#### Given data:
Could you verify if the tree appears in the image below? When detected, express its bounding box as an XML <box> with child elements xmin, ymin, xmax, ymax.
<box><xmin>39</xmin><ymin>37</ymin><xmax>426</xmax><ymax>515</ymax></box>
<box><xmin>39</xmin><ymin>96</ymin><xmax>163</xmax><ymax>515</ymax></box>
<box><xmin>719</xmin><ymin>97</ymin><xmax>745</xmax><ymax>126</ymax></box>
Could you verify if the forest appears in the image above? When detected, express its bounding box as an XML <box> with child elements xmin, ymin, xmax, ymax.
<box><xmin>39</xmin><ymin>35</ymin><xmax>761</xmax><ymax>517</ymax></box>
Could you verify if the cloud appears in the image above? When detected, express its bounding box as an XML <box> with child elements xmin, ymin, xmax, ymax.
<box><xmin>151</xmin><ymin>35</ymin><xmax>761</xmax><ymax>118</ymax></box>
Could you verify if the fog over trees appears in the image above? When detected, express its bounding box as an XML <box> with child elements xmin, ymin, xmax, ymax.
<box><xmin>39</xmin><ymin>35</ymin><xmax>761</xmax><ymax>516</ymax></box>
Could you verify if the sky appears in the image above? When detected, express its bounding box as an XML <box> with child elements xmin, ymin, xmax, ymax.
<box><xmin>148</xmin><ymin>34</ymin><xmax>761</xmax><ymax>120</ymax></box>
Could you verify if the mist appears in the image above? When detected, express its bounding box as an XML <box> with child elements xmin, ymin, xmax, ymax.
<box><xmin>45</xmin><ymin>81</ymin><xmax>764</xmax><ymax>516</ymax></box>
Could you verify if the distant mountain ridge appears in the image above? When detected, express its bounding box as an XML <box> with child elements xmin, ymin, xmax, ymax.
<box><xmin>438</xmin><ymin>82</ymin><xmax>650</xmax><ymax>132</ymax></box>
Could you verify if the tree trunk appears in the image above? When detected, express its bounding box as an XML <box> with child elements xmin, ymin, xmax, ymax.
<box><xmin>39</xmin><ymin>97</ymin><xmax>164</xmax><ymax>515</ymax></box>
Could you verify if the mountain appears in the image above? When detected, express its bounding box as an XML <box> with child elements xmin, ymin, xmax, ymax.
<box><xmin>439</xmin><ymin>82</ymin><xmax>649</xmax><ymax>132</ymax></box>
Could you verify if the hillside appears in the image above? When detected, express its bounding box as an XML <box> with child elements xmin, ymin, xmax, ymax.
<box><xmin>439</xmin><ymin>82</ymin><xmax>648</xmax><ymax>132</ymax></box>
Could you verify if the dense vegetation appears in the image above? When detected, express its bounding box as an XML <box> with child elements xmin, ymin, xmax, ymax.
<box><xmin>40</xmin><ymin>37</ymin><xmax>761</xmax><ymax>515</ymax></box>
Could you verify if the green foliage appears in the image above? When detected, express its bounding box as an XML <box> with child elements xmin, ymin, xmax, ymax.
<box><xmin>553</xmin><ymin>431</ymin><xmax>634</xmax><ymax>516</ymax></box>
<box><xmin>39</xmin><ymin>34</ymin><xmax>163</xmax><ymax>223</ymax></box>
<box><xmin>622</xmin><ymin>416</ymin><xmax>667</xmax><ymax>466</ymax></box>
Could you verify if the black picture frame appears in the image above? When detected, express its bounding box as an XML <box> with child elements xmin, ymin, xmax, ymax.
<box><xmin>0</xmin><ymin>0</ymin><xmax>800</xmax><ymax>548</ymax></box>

#### To be done:
Reproduce word for word everything from the line containing "Could you verify if the green" down to the end of the entries above, both ends included.

#### Output below:
Could you verify if the green foliage appears in the image above? When detected, express its bounding box as an XML <box> with child elements xmin, ymin, xmax, ymax.
<box><xmin>553</xmin><ymin>431</ymin><xmax>634</xmax><ymax>516</ymax></box>
<box><xmin>39</xmin><ymin>34</ymin><xmax>163</xmax><ymax>223</ymax></box>
<box><xmin>622</xmin><ymin>416</ymin><xmax>667</xmax><ymax>466</ymax></box>
Could you verify if the black picture frame appears in the image above? When detected, express its bounding box as an XML <box> with child elements xmin, ymin, xmax, ymax.
<box><xmin>0</xmin><ymin>0</ymin><xmax>800</xmax><ymax>548</ymax></box>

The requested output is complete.